** BEGIN EXTRACTED TEXT **

Make CLI output more readable
find redirected URLs when checking for URL availability

bioimageio.spec 0.4.6post2

Improve error message for non-existing RDF file path given as string
Improve documentation for model description's documentation field

bioimageio.spec 0.4.6post1

fix enrich_partial_rdf_with_imjoy_plugin (see #452)

bioimageio.spec 0.4.5post16

fix rdf_update of entries in resolve_collection_entries()

bioimageio.spec 0.4.5post15

pass root to enrich_partial_rdf arg of resolve_collection_entries()

bioimageio.spec 0.4.5post14

keep ResourceDescrption.root_path as URI for remote resources. This fixes the collection description as the collection entries are resolved after the collection description has been loaded.

bioimageio.spec 0.4.5post13

new bioimageio.spec.partner module adding validate-partner-collection command if optional 'lxml' dependency is available

bioimageio.spec 0.4.5post12

new env var BIOIMAGEIO_CACHE_WARNINGS_LIMIT (default: 3) to avoid spam from cache hit warnings
more robust conversion of ImportableSourceFile for absolute paths to relative paths (don't fail on non-path source file)

bioimageio.spec 0.4.5post11

resolve symlinks when transforming absolute to relative paths during serialization; see #438

bioimageio.spec 0.4.5post10

fix loading of collection description with id (id used to be ignored)

bioimageio.spec 0.4.5post9

support loading bioimageio resources by their animal nickname (currently only models have nicknames).

bioimageio.spec 0.4.5post8

any field previously expecting a local relative path is now also accepting an absolute path
load_raw_resource_description returns a raw resource description which has no relative paths (any relative paths are converted to absolute paths).

bioimageio.spec 0.4.4post7

add command commands.update_rdf()/update-rdf(cli)

bioimageio.spec 0.4.4post2

fix unresolved ImportableSourceFile

bioimageio.spec 0.4.4post1

fix collection description conversion for type field

bioimageio.spec 0.4.3post1

fix to shape validation for model description 0.4: output shape now needs to be bigger than halo
moved objects from bioimageio.spec.shared.utils to bioimageio.spec.shared[.node_transformer]
additional keys to validation summary: bioimageio_spec_version, status

bioimageio.spec 0.4.2post4

fixes to generic description:
- ignore value of field root_path if present in yaml. This field is used internally and always present in RDF nodes.

bioimageio.spec 0.4.1.post5

fixes to collection description:
- RDFs specified directly in collection description are validated correctly even if their source field does not point to an RDF.
- nesting of collection description allowed

bioimageio.spec 0.4.1.post4

fixed missing field icon in generic description's raw node
fixes to collection description:
- RDFs specified directly in collection description are validated correctly
- no nesting of collection description allowed for now
- links is no longer an explicit collection entry field ("moved" to unknown)

bioimageio.spec 0.4.1.post0

new model spec 0.3.5 and 0.4.1

bioimageio.spec 0.4.0.post3

load_raw_resource_description no longer accepts update_to_current_format kwarg (use update_to_format instead)

** END EXTRACTED TEXT **
** BEGIN DATA SHOWN **

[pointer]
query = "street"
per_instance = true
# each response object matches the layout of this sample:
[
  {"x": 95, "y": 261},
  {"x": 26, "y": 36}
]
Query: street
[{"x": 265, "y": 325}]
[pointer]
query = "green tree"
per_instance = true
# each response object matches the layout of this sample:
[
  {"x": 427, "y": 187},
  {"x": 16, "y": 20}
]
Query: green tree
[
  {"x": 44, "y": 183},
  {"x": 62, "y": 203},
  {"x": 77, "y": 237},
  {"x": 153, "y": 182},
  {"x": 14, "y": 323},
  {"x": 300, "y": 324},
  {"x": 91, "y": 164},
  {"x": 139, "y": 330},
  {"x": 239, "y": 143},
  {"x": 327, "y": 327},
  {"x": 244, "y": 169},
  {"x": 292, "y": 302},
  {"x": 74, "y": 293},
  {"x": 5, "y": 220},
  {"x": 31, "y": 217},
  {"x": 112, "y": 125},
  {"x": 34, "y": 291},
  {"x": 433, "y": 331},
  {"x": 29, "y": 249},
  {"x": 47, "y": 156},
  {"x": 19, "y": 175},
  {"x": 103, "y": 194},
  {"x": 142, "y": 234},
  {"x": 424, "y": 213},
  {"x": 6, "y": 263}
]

** END DATA SHOWN **
** BEGIN DATA SHOWN **

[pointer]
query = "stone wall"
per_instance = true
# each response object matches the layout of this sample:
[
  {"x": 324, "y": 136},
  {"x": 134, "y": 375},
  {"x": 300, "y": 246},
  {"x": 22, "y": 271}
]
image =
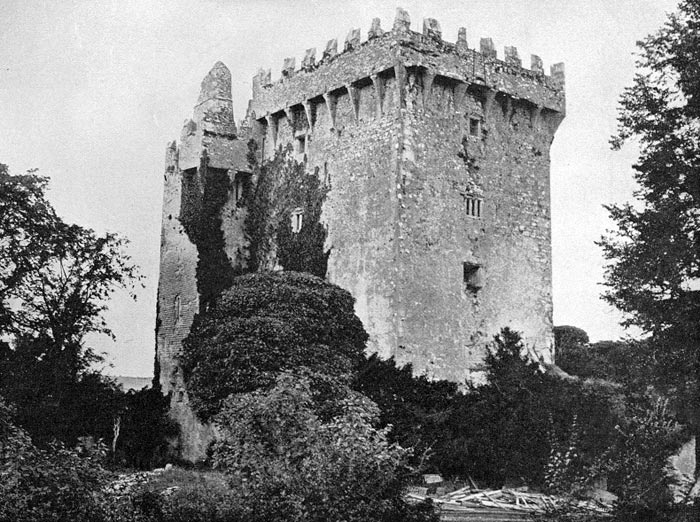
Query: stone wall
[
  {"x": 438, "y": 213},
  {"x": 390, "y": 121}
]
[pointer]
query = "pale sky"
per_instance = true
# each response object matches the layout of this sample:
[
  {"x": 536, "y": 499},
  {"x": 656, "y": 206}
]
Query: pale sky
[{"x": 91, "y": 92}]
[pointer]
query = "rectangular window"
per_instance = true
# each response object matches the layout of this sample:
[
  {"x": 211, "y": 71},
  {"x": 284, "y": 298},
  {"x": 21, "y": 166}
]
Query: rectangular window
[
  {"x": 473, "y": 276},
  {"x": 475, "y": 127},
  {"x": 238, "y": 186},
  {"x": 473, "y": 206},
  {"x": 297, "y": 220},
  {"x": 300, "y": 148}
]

** END DATA SHOWN **

■ WRITTEN EXERCISE A
According to the bioimageio.spec changelog, why does version 0.4.5post14 keep the root path of remote resources as a URI? Answer in one to three sentences.
■ WRITTEN EXERCISE B
Please continue the bioimageio.spec changelog with a few more entries, starting after its final line.

■ TASK OUTPUT A
Keeping it as a URI fixes the collection description. The collection entries are resolved only after the collection description has been loaded.

■ TASK OUTPUT B
bioimageio.spec 0.4.0.post2

load_raw_resource_description accepts update_to_format kwarg

Resource Description Format Versions

general 0.3.1 and model 0.5.3

Non-breaking changes
- remove version_number in favor of using version

model 0.5.2

Non-breaking changes
- added concatenable flag to index, time and space input axes

model 0.5.1

Non-breaking changes
- added DataDependentSize for outputs.i.size to specify an output shape that is not known before inference is run.
- added optional inputs.i.optional field to indicate that a tensor may be None
- made data type assumptions in preprocessing and postprocessing explicit by adding 'ensure_dtype' operations per default.
- allow to specify multiple thresholds (along an axis) in a 'binarize' processing step

generic 0.3.0 / application 0.3.0 / collection 0.3.0 / dataset 0.3.0 / notebook 0.3.0

Breaking canges that are fully auto-convertible
- dropped download_url
- dropped non-file attachments
- attachments.files moved to attachments.i.source
Non-breaking changes
- added optional parent field

model 0.5.0

all generic 0.3.0 changes (except models already have the parent field) plus:

Breaking changes that are partially auto-convertible
- inputs.i.axes are now defined in more detail (same for outputs.i.axes)
- inputs.i.shape moved per axes to inputs.i.axes.size (same for outputs.i.shape)
- new pre-/postprocessing 'fixed_zero_mean_unit_variance' separated from 'zero_mean_unit_variance', where mode=fixed is no longer valid. (for scalar values this is auto-convertible.)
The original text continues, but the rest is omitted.